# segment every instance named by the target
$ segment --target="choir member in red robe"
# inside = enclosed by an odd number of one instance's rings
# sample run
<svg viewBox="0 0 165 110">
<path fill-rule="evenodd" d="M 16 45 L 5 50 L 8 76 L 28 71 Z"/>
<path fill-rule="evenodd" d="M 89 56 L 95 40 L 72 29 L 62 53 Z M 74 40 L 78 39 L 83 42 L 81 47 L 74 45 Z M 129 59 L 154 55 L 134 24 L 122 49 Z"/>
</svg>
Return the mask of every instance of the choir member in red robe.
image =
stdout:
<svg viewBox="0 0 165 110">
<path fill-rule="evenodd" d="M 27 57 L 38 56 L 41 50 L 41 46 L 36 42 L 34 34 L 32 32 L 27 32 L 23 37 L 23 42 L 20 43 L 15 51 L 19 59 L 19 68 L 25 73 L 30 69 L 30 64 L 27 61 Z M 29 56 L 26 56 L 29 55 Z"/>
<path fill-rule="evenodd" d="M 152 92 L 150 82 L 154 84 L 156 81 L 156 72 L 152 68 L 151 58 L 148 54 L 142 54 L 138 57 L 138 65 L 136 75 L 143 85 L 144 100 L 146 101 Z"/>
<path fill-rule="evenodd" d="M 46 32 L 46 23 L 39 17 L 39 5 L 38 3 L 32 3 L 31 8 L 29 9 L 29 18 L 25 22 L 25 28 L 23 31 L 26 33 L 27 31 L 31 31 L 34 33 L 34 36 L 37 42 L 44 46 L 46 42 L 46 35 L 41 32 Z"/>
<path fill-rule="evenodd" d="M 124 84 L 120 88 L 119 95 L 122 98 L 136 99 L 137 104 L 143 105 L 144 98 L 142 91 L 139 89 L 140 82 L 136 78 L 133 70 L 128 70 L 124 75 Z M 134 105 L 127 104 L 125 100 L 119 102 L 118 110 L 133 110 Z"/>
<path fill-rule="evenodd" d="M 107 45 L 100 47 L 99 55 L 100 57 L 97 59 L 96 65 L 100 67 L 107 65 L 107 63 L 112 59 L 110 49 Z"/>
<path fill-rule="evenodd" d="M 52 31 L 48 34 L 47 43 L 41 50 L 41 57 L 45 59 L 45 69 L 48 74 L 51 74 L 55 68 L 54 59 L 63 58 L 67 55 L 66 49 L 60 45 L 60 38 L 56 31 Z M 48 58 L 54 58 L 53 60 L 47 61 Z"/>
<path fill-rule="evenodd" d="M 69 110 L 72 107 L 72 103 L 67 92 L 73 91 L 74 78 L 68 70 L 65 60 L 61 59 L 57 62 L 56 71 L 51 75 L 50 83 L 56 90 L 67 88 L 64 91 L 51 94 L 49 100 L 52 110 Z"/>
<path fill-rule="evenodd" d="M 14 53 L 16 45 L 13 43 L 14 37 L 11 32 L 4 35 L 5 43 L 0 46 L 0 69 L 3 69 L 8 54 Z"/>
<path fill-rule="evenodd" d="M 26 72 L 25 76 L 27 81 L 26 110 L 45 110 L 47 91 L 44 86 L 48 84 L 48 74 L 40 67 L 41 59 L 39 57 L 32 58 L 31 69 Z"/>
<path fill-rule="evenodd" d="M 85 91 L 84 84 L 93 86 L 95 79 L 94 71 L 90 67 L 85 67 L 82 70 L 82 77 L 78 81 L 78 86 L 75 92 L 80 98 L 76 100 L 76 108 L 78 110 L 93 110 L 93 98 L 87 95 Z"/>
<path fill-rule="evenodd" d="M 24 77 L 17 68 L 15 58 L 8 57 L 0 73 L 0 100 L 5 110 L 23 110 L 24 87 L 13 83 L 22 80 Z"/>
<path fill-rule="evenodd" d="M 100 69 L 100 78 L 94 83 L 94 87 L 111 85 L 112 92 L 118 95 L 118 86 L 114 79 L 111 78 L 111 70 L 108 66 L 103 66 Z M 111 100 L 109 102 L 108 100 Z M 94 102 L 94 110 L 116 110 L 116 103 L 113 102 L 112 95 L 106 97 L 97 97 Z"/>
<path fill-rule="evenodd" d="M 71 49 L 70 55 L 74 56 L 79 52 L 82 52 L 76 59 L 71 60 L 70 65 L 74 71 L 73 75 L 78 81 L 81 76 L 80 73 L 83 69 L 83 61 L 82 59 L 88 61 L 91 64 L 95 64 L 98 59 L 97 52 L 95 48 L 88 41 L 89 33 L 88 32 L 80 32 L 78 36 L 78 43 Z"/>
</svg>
◇ ◇ ◇
REQUIREMENT -
Can you repeat all of the lines above exactly, with nothing changed?

RESULT OF THE EXERCISE -
# segment every instance named by the target
$ segment --target="choir member in red robe"
# inside = enclosed by an odd number of one instance's rings
# sample run
<svg viewBox="0 0 165 110">
<path fill-rule="evenodd" d="M 16 45 L 5 50 L 8 76 L 28 71 Z"/>
<path fill-rule="evenodd" d="M 89 56 L 95 40 L 72 29 L 62 53 Z M 74 40 L 78 39 L 83 42 L 81 47 L 74 45 Z M 129 59 L 154 55 L 134 24 L 122 49 Z"/>
</svg>
Return the mask of every instance of the choir member in red robe.
image =
stdout:
<svg viewBox="0 0 165 110">
<path fill-rule="evenodd" d="M 27 57 L 38 56 L 41 50 L 41 46 L 36 42 L 34 34 L 32 32 L 27 32 L 23 37 L 23 42 L 20 43 L 15 51 L 19 59 L 19 68 L 25 73 L 30 69 L 30 64 L 27 61 Z M 29 56 L 26 56 L 29 55 Z"/>
<path fill-rule="evenodd" d="M 152 92 L 150 82 L 154 84 L 156 81 L 156 72 L 152 68 L 151 58 L 148 54 L 142 54 L 138 57 L 138 65 L 136 75 L 143 85 L 144 100 L 146 101 Z"/>
<path fill-rule="evenodd" d="M 46 32 L 46 23 L 39 17 L 39 5 L 38 3 L 32 3 L 31 8 L 29 9 L 29 18 L 25 22 L 25 28 L 23 31 L 26 33 L 27 31 L 31 31 L 34 33 L 34 36 L 37 42 L 44 46 L 46 42 L 46 35 L 41 32 Z"/>
<path fill-rule="evenodd" d="M 124 84 L 120 88 L 119 95 L 122 98 L 136 99 L 137 104 L 143 105 L 144 98 L 142 91 L 139 89 L 140 82 L 136 78 L 133 70 L 128 70 L 124 75 Z M 134 105 L 127 104 L 125 100 L 119 102 L 118 110 L 133 110 Z"/>
<path fill-rule="evenodd" d="M 107 45 L 100 47 L 99 55 L 100 57 L 97 59 L 96 65 L 100 67 L 107 65 L 107 63 L 112 59 L 110 49 Z"/>
<path fill-rule="evenodd" d="M 52 31 L 48 34 L 47 43 L 41 50 L 41 57 L 45 59 L 45 69 L 48 74 L 51 74 L 55 68 L 54 59 L 63 58 L 67 55 L 66 49 L 60 45 L 60 38 L 56 31 Z M 48 58 L 54 58 L 53 60 L 47 61 Z"/>
<path fill-rule="evenodd" d="M 69 110 L 72 107 L 72 103 L 67 92 L 73 91 L 74 78 L 68 70 L 65 60 L 61 59 L 57 62 L 56 71 L 51 75 L 50 83 L 56 90 L 67 88 L 64 91 L 51 94 L 49 100 L 52 110 Z"/>
<path fill-rule="evenodd" d="M 14 53 L 16 45 L 13 43 L 14 37 L 11 32 L 4 35 L 5 43 L 0 46 L 0 69 L 3 69 L 8 54 Z"/>
<path fill-rule="evenodd" d="M 26 72 L 25 76 L 27 81 L 26 110 L 45 110 L 47 91 L 44 86 L 48 84 L 48 74 L 40 67 L 41 59 L 39 57 L 32 58 L 31 69 Z"/>
<path fill-rule="evenodd" d="M 85 91 L 84 84 L 93 86 L 95 79 L 94 71 L 90 67 L 85 67 L 82 70 L 82 77 L 78 81 L 78 86 L 75 92 L 80 98 L 76 100 L 76 108 L 78 110 L 93 110 L 93 98 L 87 95 Z"/>
<path fill-rule="evenodd" d="M 24 77 L 17 68 L 15 58 L 8 57 L 0 73 L 0 100 L 5 110 L 23 110 L 24 87 L 13 83 L 22 80 Z"/>
<path fill-rule="evenodd" d="M 100 69 L 100 78 L 94 83 L 94 87 L 111 85 L 112 92 L 118 95 L 118 86 L 114 79 L 111 78 L 111 70 L 108 66 L 103 66 Z M 111 100 L 109 102 L 108 100 Z M 94 102 L 94 110 L 116 110 L 116 103 L 113 102 L 112 95 L 106 97 L 97 97 Z"/>
<path fill-rule="evenodd" d="M 71 49 L 70 55 L 74 56 L 79 52 L 82 52 L 76 59 L 71 60 L 70 65 L 74 71 L 73 75 L 78 81 L 81 76 L 80 73 L 83 69 L 83 61 L 82 59 L 88 61 L 91 64 L 95 64 L 98 59 L 97 52 L 95 48 L 88 41 L 89 33 L 88 32 L 80 32 L 78 36 L 78 43 Z"/>
</svg>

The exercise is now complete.